Listed entries Start Marker

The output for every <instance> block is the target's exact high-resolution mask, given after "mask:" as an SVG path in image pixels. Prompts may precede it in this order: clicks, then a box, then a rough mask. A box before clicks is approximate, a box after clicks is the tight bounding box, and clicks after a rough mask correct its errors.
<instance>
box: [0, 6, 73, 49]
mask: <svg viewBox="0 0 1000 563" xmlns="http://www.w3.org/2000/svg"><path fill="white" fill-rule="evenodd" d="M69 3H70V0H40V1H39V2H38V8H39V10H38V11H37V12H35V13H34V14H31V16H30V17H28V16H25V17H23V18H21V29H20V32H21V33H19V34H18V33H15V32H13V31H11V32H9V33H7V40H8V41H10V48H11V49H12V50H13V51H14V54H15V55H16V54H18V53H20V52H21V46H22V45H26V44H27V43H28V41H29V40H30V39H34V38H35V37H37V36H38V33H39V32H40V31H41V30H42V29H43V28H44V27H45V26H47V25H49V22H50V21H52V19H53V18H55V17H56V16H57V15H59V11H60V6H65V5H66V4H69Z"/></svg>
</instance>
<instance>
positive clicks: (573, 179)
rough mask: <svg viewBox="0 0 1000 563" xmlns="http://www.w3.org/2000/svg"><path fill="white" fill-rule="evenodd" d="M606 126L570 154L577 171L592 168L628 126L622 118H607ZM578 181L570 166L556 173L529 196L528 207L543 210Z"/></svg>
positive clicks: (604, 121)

Listed entries End Marker

**Task item**
Lines from the one with "</instance>" through the last line above must be printed exactly; no other line is to appear.

**Answer for this exercise**
</instance>
<instance>
positive clicks: (573, 179)
rough mask: <svg viewBox="0 0 1000 563" xmlns="http://www.w3.org/2000/svg"><path fill="white" fill-rule="evenodd" d="M606 126L570 154L577 171L592 168L628 126L622 118H607ZM578 181L570 166L556 173L529 196L528 207L543 210Z"/></svg>
positive clicks: (604, 121)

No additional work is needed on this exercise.